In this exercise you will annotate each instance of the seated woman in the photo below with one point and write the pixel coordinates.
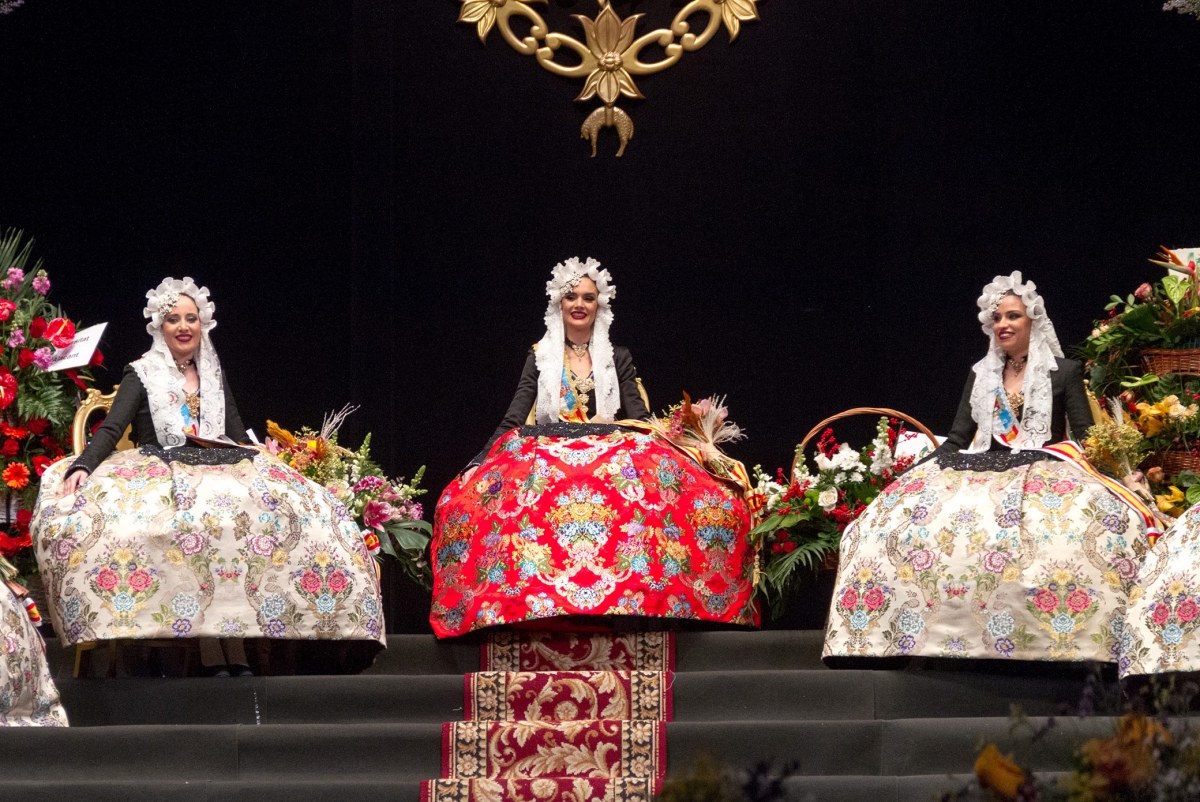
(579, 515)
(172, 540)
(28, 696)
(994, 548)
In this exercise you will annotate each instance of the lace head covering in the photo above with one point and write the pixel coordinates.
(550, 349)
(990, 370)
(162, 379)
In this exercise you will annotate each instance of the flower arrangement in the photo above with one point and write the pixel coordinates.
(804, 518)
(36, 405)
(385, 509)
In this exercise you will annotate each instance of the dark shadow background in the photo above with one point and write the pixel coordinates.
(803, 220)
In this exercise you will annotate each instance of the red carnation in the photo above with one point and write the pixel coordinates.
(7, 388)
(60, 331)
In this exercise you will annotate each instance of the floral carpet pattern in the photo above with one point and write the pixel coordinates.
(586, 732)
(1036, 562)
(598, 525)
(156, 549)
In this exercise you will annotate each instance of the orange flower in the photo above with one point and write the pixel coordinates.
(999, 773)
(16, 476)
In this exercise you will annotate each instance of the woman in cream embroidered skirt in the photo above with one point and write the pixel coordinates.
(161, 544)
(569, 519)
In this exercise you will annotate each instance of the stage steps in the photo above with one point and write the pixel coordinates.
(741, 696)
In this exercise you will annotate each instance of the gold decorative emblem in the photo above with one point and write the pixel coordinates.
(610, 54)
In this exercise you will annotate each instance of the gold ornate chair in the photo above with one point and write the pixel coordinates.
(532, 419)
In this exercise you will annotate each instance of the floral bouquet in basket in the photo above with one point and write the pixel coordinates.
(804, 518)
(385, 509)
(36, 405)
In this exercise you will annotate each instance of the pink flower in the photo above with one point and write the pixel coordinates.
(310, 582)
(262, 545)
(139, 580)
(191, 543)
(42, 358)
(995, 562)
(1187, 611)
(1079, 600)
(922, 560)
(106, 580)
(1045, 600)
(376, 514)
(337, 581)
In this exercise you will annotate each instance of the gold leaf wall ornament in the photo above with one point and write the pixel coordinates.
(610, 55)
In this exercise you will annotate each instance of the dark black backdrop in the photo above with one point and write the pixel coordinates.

━━━

DIRECTION
Reproduce word for word the stretch of the listing from the line containing "In this exercise you will annotate each instance of the orange" through the end of the listing.

TASK ANSWER
In this exercise you will annotate each instance of the orange flower in the photo above with one point and write the pixel coordinates.
(999, 773)
(16, 476)
In this exercise you will annotate each instance of the woman in cream embroidered skirt in the photo above with one point and write the pixel coordinates.
(161, 544)
(569, 519)
In this exercise you will annotate each instance of the stage steps in the photo above with one point and write the pixel coordinates.
(741, 696)
In this exercise you will annotate each instance of the gold decorative emblem in the photo above with one point and write the pixel coordinates.
(610, 54)
In this exercise you will annotate each instance of the gold ornate chair in the photo above with one point and write the pixel coordinates.
(532, 419)
In this exercise you will annotate each instance of the floral bouquet in basket in the photo above with one point and write the pixel coordinates.
(804, 518)
(385, 509)
(36, 405)
In this exercise you will annotate each instance of the pink flower in the photo above with one point and write the pixel coordinates.
(310, 582)
(262, 545)
(139, 580)
(191, 543)
(42, 358)
(995, 562)
(1187, 611)
(1079, 600)
(922, 560)
(106, 580)
(1045, 600)
(376, 514)
(337, 581)
In this exercise you will annotate each instance of the gold leaf wall ornament in the photo above with one point and write the pixel coordinates.
(610, 55)
In this exercise you will annotate each instance of the dark black backdrop in the photo above with one point and write the pixel coordinates.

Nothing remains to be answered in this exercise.